[Текст для чтения]:
----------

Учитывая очень ограниченные цели законопроекта и явное намерение его авторов увековечить французское правление в Алжире, удивительно, что предложенные реформы встретили столь яростное сопротивление. Колониальное лобби снова задействовало все свои рычаги, чтобы законопроект даже не рассматривался в парламенте, не говоря уже о голосовании. Консервативная пресса кричала о том, что он положит конец французскому Алжиру и, более того, откроет путь к исламизации Франции.

Дебаты во французском парламенте вызвали столкновения между сторонниками и противниками законопроекта Блюма — Виолетта в Алжире. Алжирцы вышли на улицы с массовыми демонстрациями и акциями протеста, чтобы отстоять свои требования гражданских прав. Но эти беспорядки только усилили позицию консерваторов и колониального лобби, которые заявили, что проблемы были вызваны непродуманной политикой правительства Блюма. Французские градоначальники в Алжире в знак протеста объявили забастовку, их поддержали «алжирские» политики, и законопроект переходил от одного парламентского комитета к другому, не попадая на обсуждение в парламент. В конце концов колониальное лобби взяло верх. В 1938 году законопроект Блюма — Виолетта был отклонен, так и не будучи рассмотрен Национальным собранием.

----------

[Собранные данные]:
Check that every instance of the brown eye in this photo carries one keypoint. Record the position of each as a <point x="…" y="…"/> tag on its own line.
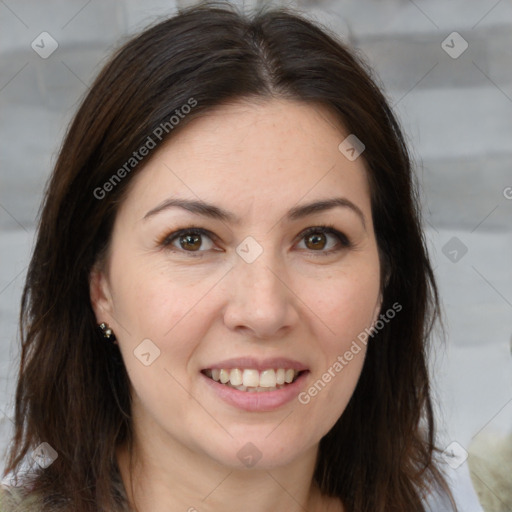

----------

[Задание к выполнению]: Перепишите дословно отрывок из текста о законопроекте Блюма — Виолетта: начните с фрагмента, где стоят слова «Учитывая очень ограниченные», и остановитесь после слов «к исламизации Франции.».

[Готовый ответ]:
Учитывая очень ограниченные цели законопроекта и явное намерение его авторов увековечить французское правление в Алжире, удивительно, что предложенные реформы встретили столь яростное сопротивление. Колониальное лобби снова задействовало все свои рычаги, чтобы законопроект даже не рассматривался в парламенте, не говоря уже о голосовании. Консервативная пресса кричала о том, что он положит конец французскому Алжиру и, более того, откроет путь к исламизации Франции.